Stored records:

+++

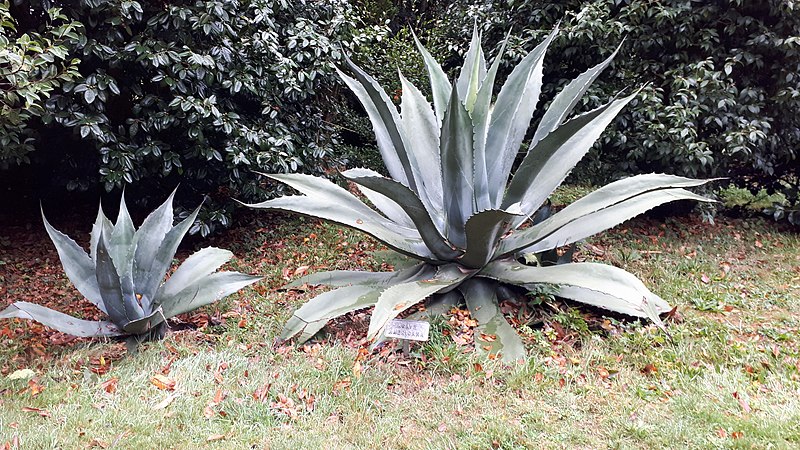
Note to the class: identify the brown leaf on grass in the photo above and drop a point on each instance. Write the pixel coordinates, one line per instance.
(162, 382)
(163, 404)
(97, 443)
(742, 402)
(260, 394)
(649, 369)
(215, 437)
(110, 385)
(219, 396)
(342, 385)
(286, 406)
(34, 388)
(208, 411)
(39, 411)
(300, 271)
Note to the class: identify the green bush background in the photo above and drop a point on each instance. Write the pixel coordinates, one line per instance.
(147, 94)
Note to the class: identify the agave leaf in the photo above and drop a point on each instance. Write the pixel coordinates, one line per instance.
(384, 204)
(196, 267)
(101, 223)
(546, 166)
(472, 72)
(567, 98)
(163, 258)
(145, 324)
(121, 243)
(78, 266)
(484, 231)
(60, 321)
(338, 278)
(385, 122)
(495, 335)
(121, 306)
(421, 130)
(595, 213)
(440, 84)
(330, 202)
(596, 284)
(457, 169)
(511, 117)
(413, 206)
(398, 298)
(481, 115)
(148, 240)
(204, 291)
(312, 316)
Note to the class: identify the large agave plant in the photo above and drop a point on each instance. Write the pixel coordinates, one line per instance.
(124, 272)
(451, 202)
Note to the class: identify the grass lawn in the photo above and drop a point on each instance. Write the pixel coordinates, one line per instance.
(726, 376)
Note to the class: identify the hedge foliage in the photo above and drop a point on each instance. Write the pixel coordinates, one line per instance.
(198, 92)
(720, 81)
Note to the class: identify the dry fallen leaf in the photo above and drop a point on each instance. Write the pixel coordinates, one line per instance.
(162, 382)
(41, 412)
(215, 437)
(110, 385)
(166, 402)
(742, 402)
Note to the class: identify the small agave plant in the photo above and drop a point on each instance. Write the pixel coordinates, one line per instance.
(452, 203)
(124, 272)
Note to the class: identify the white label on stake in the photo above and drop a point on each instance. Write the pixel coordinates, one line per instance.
(413, 330)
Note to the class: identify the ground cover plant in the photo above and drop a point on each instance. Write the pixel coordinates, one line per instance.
(451, 202)
(123, 276)
(726, 378)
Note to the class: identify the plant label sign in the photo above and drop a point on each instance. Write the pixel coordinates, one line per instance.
(413, 330)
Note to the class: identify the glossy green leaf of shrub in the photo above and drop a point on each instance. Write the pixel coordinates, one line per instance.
(123, 275)
(452, 202)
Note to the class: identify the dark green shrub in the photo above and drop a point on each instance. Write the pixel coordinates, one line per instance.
(201, 92)
(722, 80)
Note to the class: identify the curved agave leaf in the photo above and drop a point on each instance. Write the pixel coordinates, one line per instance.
(330, 202)
(596, 284)
(567, 98)
(457, 169)
(163, 258)
(121, 304)
(481, 115)
(205, 291)
(338, 278)
(546, 165)
(413, 206)
(385, 122)
(384, 204)
(472, 72)
(495, 335)
(196, 267)
(421, 130)
(145, 324)
(78, 266)
(100, 224)
(440, 84)
(148, 240)
(121, 243)
(484, 231)
(60, 321)
(313, 315)
(398, 298)
(511, 117)
(602, 209)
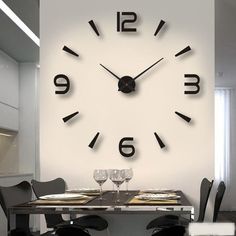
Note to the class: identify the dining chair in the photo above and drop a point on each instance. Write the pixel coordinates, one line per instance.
(176, 230)
(218, 199)
(71, 230)
(14, 195)
(57, 186)
(167, 221)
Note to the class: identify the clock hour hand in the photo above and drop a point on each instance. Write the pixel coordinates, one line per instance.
(147, 69)
(110, 72)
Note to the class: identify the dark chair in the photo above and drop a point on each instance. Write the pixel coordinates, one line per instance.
(71, 230)
(171, 231)
(167, 221)
(218, 199)
(58, 186)
(14, 195)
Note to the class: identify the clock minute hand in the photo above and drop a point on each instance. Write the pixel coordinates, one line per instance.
(110, 72)
(147, 69)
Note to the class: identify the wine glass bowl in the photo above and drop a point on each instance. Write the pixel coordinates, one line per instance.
(128, 177)
(117, 177)
(100, 176)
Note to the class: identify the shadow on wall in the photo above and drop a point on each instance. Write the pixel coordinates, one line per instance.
(8, 152)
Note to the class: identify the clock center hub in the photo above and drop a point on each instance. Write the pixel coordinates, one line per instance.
(126, 84)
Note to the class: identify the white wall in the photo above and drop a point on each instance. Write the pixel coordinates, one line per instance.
(64, 148)
(9, 92)
(226, 77)
(28, 118)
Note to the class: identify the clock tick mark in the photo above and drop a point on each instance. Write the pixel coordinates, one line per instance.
(92, 143)
(94, 27)
(70, 51)
(160, 142)
(187, 49)
(67, 118)
(184, 117)
(159, 27)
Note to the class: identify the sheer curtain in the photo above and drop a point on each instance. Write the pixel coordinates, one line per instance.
(222, 135)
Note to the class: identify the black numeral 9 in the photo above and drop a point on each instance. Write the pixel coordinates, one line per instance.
(122, 24)
(63, 82)
(123, 146)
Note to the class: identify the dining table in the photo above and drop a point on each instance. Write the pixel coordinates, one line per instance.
(129, 204)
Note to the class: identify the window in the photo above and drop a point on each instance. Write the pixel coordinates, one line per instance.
(222, 134)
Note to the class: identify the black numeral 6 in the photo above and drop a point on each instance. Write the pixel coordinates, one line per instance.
(126, 150)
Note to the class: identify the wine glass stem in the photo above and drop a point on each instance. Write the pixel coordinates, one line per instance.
(100, 191)
(118, 193)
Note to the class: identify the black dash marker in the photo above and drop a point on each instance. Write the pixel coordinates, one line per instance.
(67, 118)
(188, 48)
(92, 24)
(161, 24)
(68, 50)
(186, 118)
(91, 145)
(162, 145)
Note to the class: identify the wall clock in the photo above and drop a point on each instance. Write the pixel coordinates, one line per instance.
(124, 85)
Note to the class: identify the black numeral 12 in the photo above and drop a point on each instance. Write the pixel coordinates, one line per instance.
(123, 24)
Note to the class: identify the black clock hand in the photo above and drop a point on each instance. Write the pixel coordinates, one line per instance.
(147, 69)
(110, 71)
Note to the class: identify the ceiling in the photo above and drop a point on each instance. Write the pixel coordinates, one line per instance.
(13, 40)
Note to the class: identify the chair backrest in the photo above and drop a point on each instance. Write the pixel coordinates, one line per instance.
(50, 187)
(71, 230)
(14, 195)
(205, 190)
(218, 199)
(176, 230)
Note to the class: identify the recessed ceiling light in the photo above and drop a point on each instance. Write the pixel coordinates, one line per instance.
(19, 22)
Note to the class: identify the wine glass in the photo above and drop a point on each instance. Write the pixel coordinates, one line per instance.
(100, 177)
(128, 177)
(109, 173)
(117, 177)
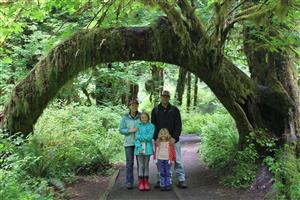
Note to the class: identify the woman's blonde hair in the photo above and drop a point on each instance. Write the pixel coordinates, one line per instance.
(163, 132)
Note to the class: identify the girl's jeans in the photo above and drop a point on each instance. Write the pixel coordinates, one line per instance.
(129, 153)
(143, 165)
(179, 169)
(165, 173)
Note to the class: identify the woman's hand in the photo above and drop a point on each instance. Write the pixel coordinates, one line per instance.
(133, 130)
(172, 141)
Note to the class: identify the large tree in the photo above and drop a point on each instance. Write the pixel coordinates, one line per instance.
(268, 99)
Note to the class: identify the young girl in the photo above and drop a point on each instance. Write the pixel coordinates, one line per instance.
(143, 150)
(166, 155)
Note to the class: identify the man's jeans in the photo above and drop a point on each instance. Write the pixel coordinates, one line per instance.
(129, 153)
(179, 169)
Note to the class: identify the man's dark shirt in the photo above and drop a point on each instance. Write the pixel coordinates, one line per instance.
(169, 118)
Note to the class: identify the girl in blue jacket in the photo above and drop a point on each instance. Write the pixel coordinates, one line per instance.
(143, 150)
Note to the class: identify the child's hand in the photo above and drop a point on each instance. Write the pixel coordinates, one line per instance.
(172, 141)
(133, 130)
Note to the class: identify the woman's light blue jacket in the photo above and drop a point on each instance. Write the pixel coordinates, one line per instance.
(144, 134)
(128, 122)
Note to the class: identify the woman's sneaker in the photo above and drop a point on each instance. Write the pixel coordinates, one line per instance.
(182, 184)
(129, 186)
(157, 186)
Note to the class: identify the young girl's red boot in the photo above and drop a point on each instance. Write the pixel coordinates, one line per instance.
(146, 183)
(141, 185)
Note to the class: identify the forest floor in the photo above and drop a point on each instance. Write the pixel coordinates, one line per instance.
(202, 184)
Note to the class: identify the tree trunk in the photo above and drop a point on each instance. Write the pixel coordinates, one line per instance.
(195, 91)
(180, 85)
(155, 85)
(188, 91)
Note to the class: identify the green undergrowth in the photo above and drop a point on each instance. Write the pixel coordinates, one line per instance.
(219, 149)
(67, 141)
(285, 167)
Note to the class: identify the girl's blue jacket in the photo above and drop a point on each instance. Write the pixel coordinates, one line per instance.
(127, 123)
(144, 135)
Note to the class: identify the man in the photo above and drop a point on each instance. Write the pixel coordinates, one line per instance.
(168, 116)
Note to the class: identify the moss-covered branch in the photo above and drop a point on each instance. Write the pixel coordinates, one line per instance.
(85, 49)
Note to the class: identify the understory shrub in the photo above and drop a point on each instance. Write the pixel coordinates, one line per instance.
(286, 174)
(219, 140)
(67, 141)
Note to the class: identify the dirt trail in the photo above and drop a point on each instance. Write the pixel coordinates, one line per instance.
(201, 182)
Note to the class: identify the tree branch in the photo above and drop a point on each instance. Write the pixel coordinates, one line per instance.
(85, 49)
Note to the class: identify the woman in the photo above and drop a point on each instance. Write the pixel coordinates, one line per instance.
(128, 128)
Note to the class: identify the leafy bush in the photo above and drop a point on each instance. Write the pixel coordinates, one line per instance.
(15, 183)
(244, 166)
(66, 141)
(219, 140)
(286, 169)
(243, 169)
(74, 139)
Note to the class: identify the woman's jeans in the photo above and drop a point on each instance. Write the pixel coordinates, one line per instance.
(129, 153)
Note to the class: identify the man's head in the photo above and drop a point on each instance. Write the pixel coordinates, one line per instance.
(165, 97)
(133, 105)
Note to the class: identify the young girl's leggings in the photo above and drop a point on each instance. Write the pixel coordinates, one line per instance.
(143, 165)
(165, 173)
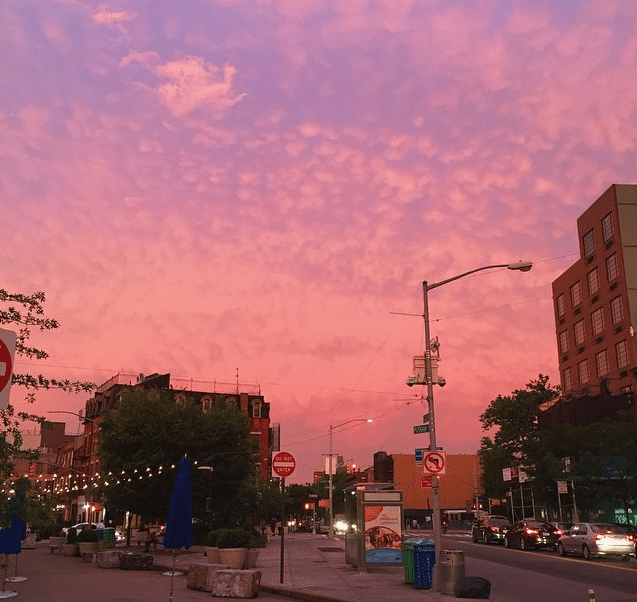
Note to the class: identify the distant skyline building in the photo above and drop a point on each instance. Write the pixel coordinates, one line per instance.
(595, 301)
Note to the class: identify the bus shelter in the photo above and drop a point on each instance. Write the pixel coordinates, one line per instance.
(377, 511)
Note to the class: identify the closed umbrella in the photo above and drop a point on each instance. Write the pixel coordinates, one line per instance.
(179, 522)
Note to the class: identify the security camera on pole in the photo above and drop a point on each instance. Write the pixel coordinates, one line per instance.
(430, 377)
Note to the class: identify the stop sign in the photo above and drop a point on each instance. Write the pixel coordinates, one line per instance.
(283, 464)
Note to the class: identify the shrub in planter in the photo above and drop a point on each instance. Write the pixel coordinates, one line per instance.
(87, 535)
(233, 538)
(71, 535)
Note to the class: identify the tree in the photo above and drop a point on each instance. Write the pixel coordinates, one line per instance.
(516, 441)
(25, 313)
(148, 432)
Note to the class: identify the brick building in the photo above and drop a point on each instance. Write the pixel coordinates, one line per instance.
(595, 300)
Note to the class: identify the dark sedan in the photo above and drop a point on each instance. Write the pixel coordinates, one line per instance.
(530, 534)
(490, 529)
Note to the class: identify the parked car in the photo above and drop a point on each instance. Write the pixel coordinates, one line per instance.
(490, 529)
(529, 534)
(597, 539)
(80, 527)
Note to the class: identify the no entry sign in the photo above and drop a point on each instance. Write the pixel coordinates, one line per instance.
(7, 351)
(283, 464)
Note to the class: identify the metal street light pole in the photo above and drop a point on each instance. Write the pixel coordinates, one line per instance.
(523, 266)
(330, 533)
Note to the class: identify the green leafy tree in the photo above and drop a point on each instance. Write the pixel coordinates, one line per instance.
(516, 441)
(148, 432)
(24, 314)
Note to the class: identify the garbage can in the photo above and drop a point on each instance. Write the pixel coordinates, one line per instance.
(108, 538)
(408, 559)
(450, 570)
(424, 560)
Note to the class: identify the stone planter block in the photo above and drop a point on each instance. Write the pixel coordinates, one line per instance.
(232, 583)
(136, 561)
(201, 575)
(108, 559)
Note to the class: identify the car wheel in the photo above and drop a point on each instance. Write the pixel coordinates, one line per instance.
(560, 549)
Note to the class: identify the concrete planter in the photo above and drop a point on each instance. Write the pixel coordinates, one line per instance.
(251, 558)
(71, 549)
(233, 557)
(212, 554)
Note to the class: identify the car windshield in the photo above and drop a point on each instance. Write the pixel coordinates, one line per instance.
(610, 529)
(499, 521)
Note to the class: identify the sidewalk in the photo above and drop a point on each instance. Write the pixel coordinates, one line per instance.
(315, 570)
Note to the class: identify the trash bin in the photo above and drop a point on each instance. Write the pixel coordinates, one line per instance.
(450, 570)
(108, 538)
(408, 559)
(424, 560)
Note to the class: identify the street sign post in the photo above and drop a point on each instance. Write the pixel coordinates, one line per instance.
(435, 463)
(283, 464)
(7, 352)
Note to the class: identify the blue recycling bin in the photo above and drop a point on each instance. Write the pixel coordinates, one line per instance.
(424, 560)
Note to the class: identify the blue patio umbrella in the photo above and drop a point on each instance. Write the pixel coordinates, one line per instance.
(179, 521)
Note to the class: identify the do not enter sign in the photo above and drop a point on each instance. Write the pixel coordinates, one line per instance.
(283, 464)
(7, 350)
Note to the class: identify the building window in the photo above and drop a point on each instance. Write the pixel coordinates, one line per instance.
(616, 310)
(612, 270)
(601, 362)
(607, 228)
(621, 351)
(580, 333)
(567, 379)
(563, 342)
(560, 306)
(597, 322)
(589, 243)
(593, 281)
(582, 372)
(576, 294)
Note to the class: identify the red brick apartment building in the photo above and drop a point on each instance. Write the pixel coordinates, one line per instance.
(595, 301)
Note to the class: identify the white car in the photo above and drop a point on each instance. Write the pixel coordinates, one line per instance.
(597, 539)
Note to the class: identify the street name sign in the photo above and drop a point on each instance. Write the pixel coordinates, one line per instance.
(421, 428)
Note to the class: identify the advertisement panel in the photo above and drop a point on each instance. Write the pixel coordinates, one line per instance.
(383, 534)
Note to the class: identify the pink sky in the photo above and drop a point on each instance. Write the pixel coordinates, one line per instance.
(216, 186)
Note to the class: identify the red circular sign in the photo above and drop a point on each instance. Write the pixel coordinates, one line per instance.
(6, 365)
(283, 464)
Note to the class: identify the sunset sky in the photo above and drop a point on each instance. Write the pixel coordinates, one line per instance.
(256, 189)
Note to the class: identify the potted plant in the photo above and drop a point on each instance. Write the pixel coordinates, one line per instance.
(233, 546)
(71, 547)
(212, 551)
(87, 540)
(59, 539)
(257, 541)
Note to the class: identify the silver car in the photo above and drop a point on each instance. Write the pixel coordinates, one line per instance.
(597, 539)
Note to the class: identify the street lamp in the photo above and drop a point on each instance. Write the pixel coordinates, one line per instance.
(210, 469)
(330, 533)
(522, 266)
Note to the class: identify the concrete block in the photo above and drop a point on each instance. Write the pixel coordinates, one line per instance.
(108, 559)
(234, 583)
(201, 575)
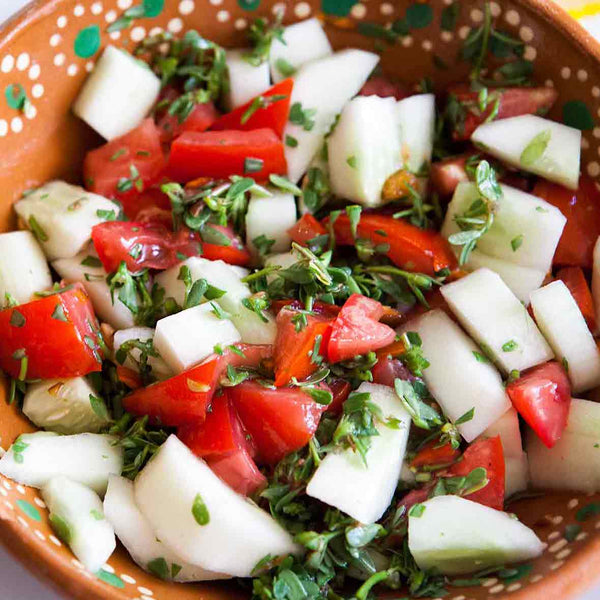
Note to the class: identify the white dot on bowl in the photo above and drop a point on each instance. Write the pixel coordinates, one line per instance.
(358, 11)
(8, 62)
(186, 7)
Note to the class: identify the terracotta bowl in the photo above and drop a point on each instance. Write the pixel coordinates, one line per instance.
(48, 50)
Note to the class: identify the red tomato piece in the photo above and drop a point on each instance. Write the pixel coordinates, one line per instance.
(58, 335)
(513, 102)
(582, 209)
(575, 280)
(127, 165)
(294, 348)
(542, 396)
(410, 248)
(357, 330)
(272, 115)
(488, 454)
(219, 154)
(305, 229)
(381, 86)
(279, 420)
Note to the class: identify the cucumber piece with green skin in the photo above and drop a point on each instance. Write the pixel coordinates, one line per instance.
(23, 267)
(364, 149)
(573, 463)
(252, 328)
(323, 86)
(459, 376)
(159, 367)
(495, 318)
(138, 537)
(364, 492)
(302, 42)
(89, 458)
(560, 320)
(453, 536)
(546, 148)
(66, 406)
(526, 229)
(77, 516)
(117, 95)
(202, 519)
(62, 215)
(87, 269)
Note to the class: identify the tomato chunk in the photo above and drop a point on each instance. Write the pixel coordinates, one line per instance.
(582, 210)
(273, 111)
(299, 347)
(575, 280)
(489, 455)
(126, 166)
(279, 420)
(512, 103)
(55, 336)
(357, 330)
(410, 248)
(219, 154)
(542, 396)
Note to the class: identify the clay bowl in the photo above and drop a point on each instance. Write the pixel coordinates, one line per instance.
(38, 52)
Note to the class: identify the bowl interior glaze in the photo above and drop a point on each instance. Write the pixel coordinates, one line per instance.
(39, 53)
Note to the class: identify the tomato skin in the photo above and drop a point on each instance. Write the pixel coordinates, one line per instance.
(582, 210)
(488, 454)
(542, 396)
(305, 229)
(410, 248)
(279, 420)
(575, 280)
(293, 349)
(513, 102)
(55, 347)
(356, 329)
(273, 116)
(105, 166)
(220, 154)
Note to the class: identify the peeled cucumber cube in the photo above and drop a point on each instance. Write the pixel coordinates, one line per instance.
(546, 148)
(302, 42)
(526, 229)
(159, 367)
(138, 537)
(117, 95)
(252, 328)
(188, 337)
(416, 120)
(67, 406)
(87, 269)
(271, 217)
(23, 267)
(497, 321)
(62, 215)
(77, 516)
(323, 86)
(245, 80)
(458, 376)
(521, 280)
(202, 519)
(364, 492)
(364, 149)
(89, 458)
(560, 320)
(455, 536)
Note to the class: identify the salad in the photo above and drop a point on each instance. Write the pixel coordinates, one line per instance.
(302, 324)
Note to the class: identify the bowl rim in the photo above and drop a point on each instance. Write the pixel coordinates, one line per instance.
(575, 577)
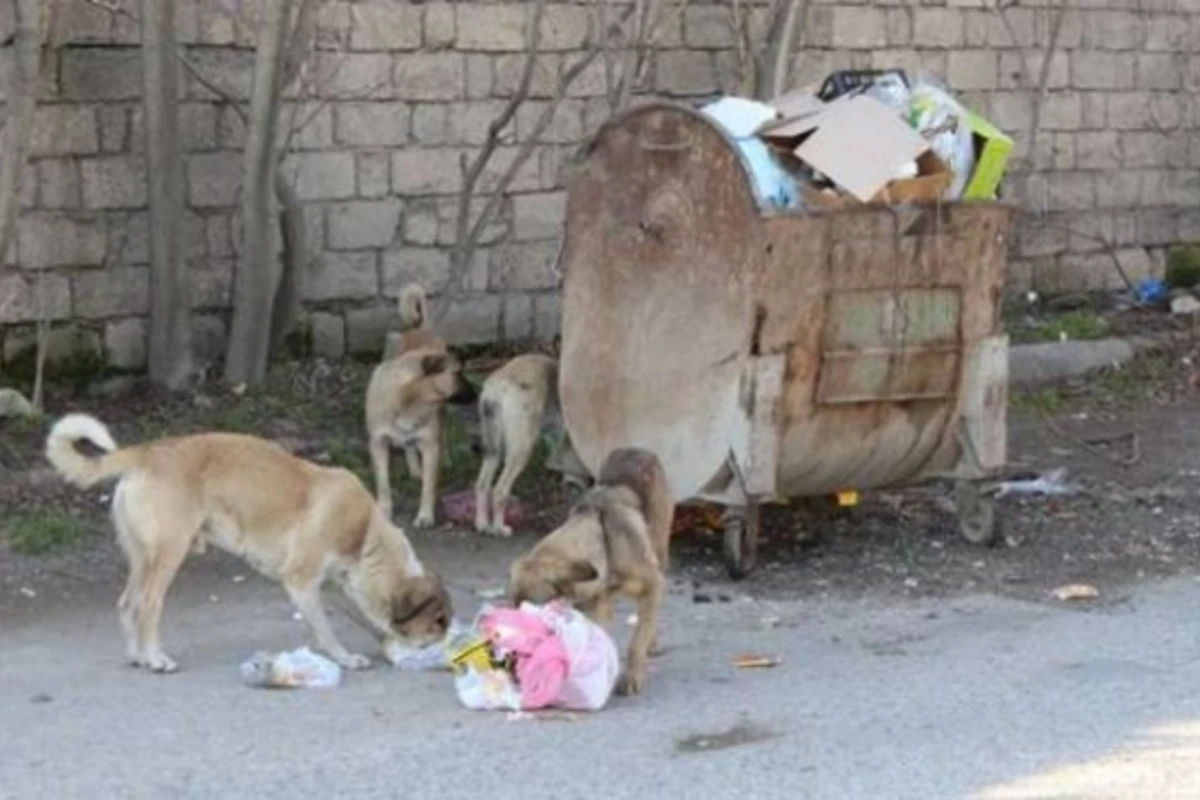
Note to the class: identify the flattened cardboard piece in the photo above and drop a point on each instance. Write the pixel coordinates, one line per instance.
(792, 106)
(859, 144)
(930, 184)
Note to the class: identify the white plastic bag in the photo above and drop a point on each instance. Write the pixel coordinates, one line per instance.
(942, 121)
(491, 690)
(595, 665)
(295, 669)
(742, 118)
(433, 656)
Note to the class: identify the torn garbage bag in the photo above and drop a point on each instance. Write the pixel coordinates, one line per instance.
(773, 186)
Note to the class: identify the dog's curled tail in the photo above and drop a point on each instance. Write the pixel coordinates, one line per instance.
(63, 450)
(412, 307)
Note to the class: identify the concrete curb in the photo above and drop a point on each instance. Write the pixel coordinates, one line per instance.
(1033, 365)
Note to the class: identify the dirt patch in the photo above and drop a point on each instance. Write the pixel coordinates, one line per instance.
(1128, 524)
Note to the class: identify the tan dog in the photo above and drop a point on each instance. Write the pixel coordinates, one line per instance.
(406, 408)
(513, 407)
(414, 331)
(293, 521)
(615, 542)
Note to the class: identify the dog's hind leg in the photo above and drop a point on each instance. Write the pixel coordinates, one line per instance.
(431, 462)
(413, 462)
(516, 457)
(381, 455)
(127, 603)
(487, 469)
(165, 554)
(305, 595)
(634, 680)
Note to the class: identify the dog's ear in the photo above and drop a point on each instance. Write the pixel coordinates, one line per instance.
(435, 364)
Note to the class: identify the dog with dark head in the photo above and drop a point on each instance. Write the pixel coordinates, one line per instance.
(293, 521)
(616, 541)
(406, 408)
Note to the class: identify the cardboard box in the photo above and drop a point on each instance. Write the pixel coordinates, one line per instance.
(930, 184)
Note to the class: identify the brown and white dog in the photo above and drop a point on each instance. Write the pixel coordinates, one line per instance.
(293, 521)
(414, 324)
(406, 408)
(406, 403)
(616, 541)
(513, 411)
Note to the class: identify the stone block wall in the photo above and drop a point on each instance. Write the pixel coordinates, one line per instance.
(401, 91)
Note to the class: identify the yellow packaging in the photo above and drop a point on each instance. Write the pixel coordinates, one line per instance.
(993, 149)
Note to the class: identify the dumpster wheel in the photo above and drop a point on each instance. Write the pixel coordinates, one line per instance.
(741, 541)
(977, 513)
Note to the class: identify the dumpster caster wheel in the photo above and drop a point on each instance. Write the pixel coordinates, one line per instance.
(742, 542)
(977, 513)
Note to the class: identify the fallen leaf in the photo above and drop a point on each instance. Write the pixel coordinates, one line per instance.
(751, 661)
(1075, 591)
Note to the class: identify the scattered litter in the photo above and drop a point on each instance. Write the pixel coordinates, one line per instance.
(751, 661)
(1050, 483)
(535, 657)
(769, 623)
(460, 509)
(1075, 591)
(1151, 290)
(1185, 305)
(294, 669)
(541, 716)
(432, 656)
(13, 403)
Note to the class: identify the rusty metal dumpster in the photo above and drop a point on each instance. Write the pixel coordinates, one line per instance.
(767, 354)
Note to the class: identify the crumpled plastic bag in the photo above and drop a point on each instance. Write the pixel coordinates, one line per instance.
(432, 656)
(742, 118)
(941, 119)
(559, 659)
(294, 669)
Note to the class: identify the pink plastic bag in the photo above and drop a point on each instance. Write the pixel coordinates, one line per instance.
(563, 659)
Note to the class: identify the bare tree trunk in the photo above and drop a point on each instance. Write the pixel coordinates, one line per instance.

+++

> **Action item**
Extract, exactly, the lines above that begin at the line containing "Note to the class: identify the rusty" and end at the final line of the records; add no other text.

> **Result of the task**
Note to the class: identify the rusty metal dumpster in the photo above and drop a point on each instance. Write the pixel coordinates, one line per instance.
(767, 354)
Note to the class: identify the crumpled plastic bag in the photo above and drop a point on each instance. Write the pixel coordinates, one line per instance.
(432, 656)
(742, 118)
(941, 119)
(559, 659)
(294, 669)
Note to the class: identify the pink plastic bag in the photo above and drop a point on each instance. Write the pixel coordinates, one line per instance.
(563, 659)
Note to the class: identify the bare tree trunk in the photo above and drop a point on each instance. Write the pixel coordinates, one line per instance.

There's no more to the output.